Written tasks
1. From the OAuth email thread, extract the stretch from "The client is" through "cloud application API." word for word.
2. In the OAuth email thread, what is meant to secure the cloud application API?
3. Translate this sentence from the OAuth email thread into Spanish: "A little more application and user context would help."

Text extract

From:   Vincent Tsang <vincetsang@gmail.com>
To:     Nat Sakimura <sakimura@gmail.com>, 
Cc:     "oauth@ietf.org" <oauth@ietf.org>
Date:   05/29/2013 12:31 AM
Subject:        Re: [OAUTH-WG] Device profile usage
Sent by:        oauth-bounces@ietf.org



The client is a native windows application, for instance, a document 
editor like MS Word. 
The editor can upload copies to the cloud (e.g. Amazon S3), then record 
the version history and notes associated with each cloud copy to our cloud 
service via our cloud application API (to be secured by OAuth access 
tokens).
I think it's similar to the case with a media player application (like 
VLC/Windows Media Player) that sends playlist/history info to the cloud 
via some cloud application API. 
I'm just not sure which of the 4 scenarios described in the OAuth spec 
could fit in here... 

Thanks.
Vincent


On Wed, May 29, 2013 at 11:38 AM, Nat Sakimura <sakimura@gmail.com> wrote:
A little more application and user context would help.
A use case, so to speak.

Nat

2013/05/29 12:04、Vincent Tsang <vincetsang@gmail.com> のメッセージ:

> Hi Hannes,
>
> Thanks for your reply.

Supplied records
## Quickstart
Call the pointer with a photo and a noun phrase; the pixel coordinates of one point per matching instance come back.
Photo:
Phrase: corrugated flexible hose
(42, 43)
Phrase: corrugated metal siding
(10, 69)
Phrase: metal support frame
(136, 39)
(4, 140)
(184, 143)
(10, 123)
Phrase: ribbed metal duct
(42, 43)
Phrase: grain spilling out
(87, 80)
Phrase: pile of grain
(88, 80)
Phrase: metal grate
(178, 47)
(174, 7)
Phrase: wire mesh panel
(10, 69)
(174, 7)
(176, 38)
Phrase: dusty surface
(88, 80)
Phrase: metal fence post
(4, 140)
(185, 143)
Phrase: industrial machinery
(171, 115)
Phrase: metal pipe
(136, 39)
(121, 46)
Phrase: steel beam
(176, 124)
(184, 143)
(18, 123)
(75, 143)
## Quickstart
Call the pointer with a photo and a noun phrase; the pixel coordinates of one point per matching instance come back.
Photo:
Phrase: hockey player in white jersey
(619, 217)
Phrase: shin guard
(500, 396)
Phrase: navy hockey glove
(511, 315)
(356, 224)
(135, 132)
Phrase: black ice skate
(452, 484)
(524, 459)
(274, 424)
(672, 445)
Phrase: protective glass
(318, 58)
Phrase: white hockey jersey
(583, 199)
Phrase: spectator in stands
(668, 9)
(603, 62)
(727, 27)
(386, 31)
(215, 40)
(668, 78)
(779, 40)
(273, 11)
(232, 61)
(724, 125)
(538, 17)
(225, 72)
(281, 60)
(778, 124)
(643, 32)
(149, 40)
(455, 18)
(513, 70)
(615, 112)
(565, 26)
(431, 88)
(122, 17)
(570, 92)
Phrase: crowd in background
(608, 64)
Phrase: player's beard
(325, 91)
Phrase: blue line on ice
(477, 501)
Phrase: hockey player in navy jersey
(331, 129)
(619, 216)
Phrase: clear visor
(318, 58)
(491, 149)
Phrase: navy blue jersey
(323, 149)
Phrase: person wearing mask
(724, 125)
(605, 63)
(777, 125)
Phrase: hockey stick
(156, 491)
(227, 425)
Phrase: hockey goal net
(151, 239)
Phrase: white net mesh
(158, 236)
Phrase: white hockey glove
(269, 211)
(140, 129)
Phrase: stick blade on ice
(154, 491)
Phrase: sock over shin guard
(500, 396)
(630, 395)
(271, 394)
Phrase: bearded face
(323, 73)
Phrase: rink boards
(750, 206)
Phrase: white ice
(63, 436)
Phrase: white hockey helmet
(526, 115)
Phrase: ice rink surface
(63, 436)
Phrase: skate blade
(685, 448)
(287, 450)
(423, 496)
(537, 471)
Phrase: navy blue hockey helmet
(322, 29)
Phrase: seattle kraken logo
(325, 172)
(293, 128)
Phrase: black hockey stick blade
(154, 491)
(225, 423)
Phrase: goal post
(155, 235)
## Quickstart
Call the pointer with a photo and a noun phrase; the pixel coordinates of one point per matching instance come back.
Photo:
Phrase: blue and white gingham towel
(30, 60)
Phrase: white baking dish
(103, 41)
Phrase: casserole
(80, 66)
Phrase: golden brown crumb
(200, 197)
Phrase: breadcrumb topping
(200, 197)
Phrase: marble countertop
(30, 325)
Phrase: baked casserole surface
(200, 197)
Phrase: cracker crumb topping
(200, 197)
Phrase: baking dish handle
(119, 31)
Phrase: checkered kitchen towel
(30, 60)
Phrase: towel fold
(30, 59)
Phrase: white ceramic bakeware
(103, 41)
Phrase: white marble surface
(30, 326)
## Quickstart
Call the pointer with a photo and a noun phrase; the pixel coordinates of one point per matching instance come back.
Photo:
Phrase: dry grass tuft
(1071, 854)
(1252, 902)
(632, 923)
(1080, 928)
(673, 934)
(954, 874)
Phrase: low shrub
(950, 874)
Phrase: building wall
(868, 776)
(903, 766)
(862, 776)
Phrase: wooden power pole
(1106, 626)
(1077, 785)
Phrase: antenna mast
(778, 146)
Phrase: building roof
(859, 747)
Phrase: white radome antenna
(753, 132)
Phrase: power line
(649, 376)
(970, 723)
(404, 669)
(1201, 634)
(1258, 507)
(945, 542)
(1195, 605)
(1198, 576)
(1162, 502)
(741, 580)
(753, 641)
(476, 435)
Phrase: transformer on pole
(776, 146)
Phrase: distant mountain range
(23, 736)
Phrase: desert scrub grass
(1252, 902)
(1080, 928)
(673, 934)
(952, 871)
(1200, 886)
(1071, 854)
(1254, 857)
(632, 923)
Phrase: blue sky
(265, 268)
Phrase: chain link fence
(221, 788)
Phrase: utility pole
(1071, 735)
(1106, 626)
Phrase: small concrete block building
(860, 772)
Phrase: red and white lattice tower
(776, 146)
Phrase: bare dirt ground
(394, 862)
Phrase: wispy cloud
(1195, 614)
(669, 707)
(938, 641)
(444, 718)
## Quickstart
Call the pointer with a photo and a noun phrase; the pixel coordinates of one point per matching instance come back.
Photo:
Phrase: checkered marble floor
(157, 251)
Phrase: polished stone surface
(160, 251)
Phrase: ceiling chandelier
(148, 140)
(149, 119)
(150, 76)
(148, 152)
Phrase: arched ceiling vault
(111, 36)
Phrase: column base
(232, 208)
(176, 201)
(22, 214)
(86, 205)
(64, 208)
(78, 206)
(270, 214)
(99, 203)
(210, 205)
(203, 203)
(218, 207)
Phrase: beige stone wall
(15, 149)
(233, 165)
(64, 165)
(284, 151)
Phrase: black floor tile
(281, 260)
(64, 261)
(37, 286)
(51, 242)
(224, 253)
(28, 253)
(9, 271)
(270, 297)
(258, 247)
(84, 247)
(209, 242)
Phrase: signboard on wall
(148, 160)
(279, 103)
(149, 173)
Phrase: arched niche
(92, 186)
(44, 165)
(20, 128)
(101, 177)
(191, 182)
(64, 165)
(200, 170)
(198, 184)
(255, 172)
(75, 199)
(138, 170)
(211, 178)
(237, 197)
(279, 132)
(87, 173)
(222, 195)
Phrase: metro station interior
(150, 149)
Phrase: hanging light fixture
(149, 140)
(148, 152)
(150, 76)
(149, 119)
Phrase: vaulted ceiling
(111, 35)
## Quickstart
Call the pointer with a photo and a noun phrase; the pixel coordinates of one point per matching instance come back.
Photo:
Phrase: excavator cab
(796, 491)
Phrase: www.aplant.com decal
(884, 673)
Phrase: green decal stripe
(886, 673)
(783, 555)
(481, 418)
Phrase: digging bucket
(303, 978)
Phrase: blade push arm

Answers to each task
1.
The client is a native windows application, for instance, a document 
editor like MS Word. 
The editor can upload copies to the cloud (e.g. Amazon S3), then record 
the version history and notes associated with each cloud copy to our cloud 
service via our cloud application API (to be secured by OAuth access 
tokens).
I think it's similar to the case with a media player application (like 
VLC/Windows Media Player) that sends playlist/history info to the cloud 
via some cloud application API.

2. OAuth access tokens.

3. Un poco más de contexto sobre la aplicación y el usuario ayudaría.